EXERCISES TO COMPLETE:
(1) Duplicate the post on the four industrial revolutions word for word, everything from "Last week’s post" down to "downloaded for free.".
(2) In the essay on the four industrial revolutions, which H.L. Mencken book does the author consider writing a sequel to?
(3) Write the next part of the essay on the four industrial revolutions, picking up after its final sentence.

SOURCE PASSAGE:
## Start

Wednesday, April 9, 2014

The Four Industrial Revolutions

Last week’s post on the vacuous catchphrases that so often substitute for thought in today’s America referenced only a few examples of the species under discussion.  It might someday be educational, or at least entertaining, to write a sequel to H.L. Mencken’s The American Credo, bringing his choice collection of thoughtstoppers up to date with the latest fashionable examples; still, that enticing prospect will have to wait for some later opportunity.In the meantime, those who liked my suggestion of Peak Oil Denial Bingo will doubtless want to know that cards can now be downloaded for free.

What I’d like to do this week is talk about another popular credo, one that plays a very large role in blinding people nowadays to the shape of the future looming up ahead of us all just now. In an interesting display of synchronicity, it came up in a conversation I had while last week’s essay was still being written. A friend and I were talking about the myth of progress, the facile and popular conviction that all human history follows an ever-ascending arc from the caves to the stars; my friend noted how disappointed he’d been with a book about the future that backed away from tomorrow’s challenges into the shelter of a comforting thoughtstopper:  “Technology will always be with us.”

## End

DATA EXTRACT:
## Start

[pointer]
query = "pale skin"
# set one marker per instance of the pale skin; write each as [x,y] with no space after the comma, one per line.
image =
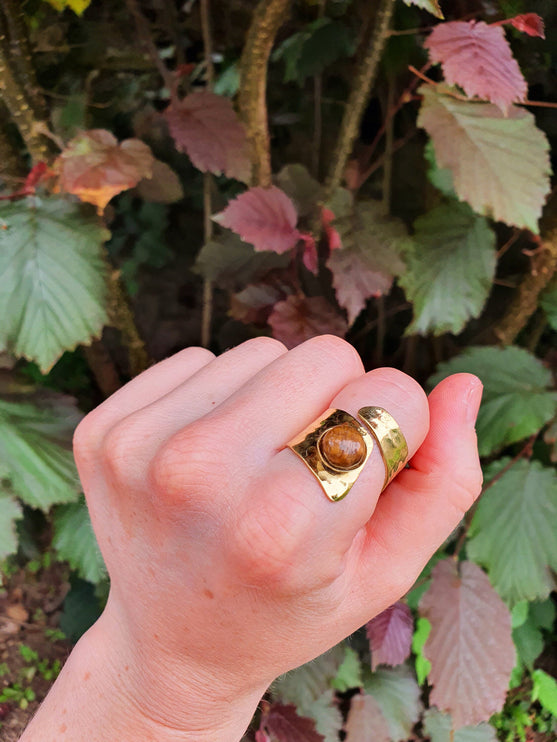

## End

ANSWERS FOR THIS EXERCISE:
(1)
Last week’s post on the vacuous catchphrases that so often substitute for thought in today’s America referenced only a few examples of the species under discussion.  It might someday be educational, or at least entertaining, to write a sequel to H.L. Mencken’s The American Credo, bringing his choice collection of thoughtstoppers up to date with the latest fashionable examples; still, that enticing prospect will have to wait for some later opportunity.In the meantime, those who liked my suggestion of Peak Oil Denial Bingo will doubtless want to know that cards can now be downloaded for free.

(2) The American Credo

(3)
Let’s take a moment to follow the advice I gave in last week’s post and think about what, if anything, that actually means. Taken in the most literal sense, it’s true but trivial. Toolmaking is one of our species’ core evolutionary strategies, and so it’s a safe bet that human beings will have some variety of technology or other as long as our species survives. That requirement could just as easily be satisfied, though, by a flint hand axe as by a laptop computer—and a flint hand axe is presumably not what people who use that particular thoughtstopper have in mind.

Perhaps we might rephrase the credo, then, as “modern technology will always be with us.” That’s also true in a trivial sense, and false in another, equally trivial sense. In the first sense, every generation has its own modern technology; the latest up-to-date flint hand axes were, if you’ll pardon the pun, cutting-edge technology in the time of the Neanderthals.  In the second sense, much of every generation’s modern technology goes away promptly with that generation; whichever way the future goes, much of what counts as modern technology today will soon be no more modern and cutting-edge than eight-track tape players or Victorian magic-lantern projectors. That’s as true if we get a future of continued progress as it is if we get a future of regression and decline.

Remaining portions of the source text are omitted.